Please transcribe the lines of the records below, starting at the line that contains "the motorcycle rider" and ending at the line that contains "[[65, 162]]", including both of those lines.

--- START OF Extracted records ---

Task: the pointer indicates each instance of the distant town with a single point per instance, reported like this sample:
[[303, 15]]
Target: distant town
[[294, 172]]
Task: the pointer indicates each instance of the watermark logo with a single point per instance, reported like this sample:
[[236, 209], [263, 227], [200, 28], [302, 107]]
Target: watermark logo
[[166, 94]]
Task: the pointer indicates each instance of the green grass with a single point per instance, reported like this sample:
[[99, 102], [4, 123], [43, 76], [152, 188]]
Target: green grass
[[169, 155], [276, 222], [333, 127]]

--- END OF Extracted records ---
--- START OF Extracted records ---

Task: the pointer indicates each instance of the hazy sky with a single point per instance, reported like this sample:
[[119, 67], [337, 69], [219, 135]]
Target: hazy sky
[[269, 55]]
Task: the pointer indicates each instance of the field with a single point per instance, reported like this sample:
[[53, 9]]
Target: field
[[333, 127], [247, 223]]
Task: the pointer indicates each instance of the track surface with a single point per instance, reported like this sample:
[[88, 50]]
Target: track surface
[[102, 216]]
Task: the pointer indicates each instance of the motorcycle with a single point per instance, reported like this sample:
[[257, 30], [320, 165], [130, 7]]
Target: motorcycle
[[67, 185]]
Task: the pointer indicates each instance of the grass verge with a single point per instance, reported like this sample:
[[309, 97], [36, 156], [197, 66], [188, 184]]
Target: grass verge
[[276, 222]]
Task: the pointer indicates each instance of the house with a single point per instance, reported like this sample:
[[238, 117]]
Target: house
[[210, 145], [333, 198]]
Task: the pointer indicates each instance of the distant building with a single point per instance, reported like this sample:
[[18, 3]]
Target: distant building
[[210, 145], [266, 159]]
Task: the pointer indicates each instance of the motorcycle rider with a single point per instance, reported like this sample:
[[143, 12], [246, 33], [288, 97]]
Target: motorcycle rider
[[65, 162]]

--- END OF Extracted records ---

**The response:**
Task: the pointer indicates each instance of the motorcycle rider with a single point per instance, reported like this sample:
[[143, 12], [246, 33], [288, 97]]
Target: motorcycle rider
[[65, 162]]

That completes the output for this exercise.